*** Opening Extracted information ***

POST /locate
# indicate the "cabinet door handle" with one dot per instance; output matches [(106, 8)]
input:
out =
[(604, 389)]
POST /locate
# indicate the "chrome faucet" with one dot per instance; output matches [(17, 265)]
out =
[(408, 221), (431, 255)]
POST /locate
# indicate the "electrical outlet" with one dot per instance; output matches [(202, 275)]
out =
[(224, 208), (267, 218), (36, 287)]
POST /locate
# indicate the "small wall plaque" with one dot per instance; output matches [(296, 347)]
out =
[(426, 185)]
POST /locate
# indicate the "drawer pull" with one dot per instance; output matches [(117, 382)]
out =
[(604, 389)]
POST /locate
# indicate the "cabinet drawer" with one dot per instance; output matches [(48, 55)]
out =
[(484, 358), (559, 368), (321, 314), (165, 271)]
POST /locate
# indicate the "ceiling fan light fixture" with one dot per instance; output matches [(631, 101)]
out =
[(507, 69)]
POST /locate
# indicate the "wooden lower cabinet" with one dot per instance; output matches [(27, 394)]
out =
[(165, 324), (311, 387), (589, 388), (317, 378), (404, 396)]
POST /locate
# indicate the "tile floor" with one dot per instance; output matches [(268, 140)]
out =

*** Closing Extracted information ***

> Work required
Whenever the word "drawer" shows up in a line of the entries, list that line.

> Reply to the task
# indicate the "drawer pull" with one dot per instance; output matches [(117, 382)]
# indicate the "cabinet drawer" with one dot per instance; output matches [(48, 55)]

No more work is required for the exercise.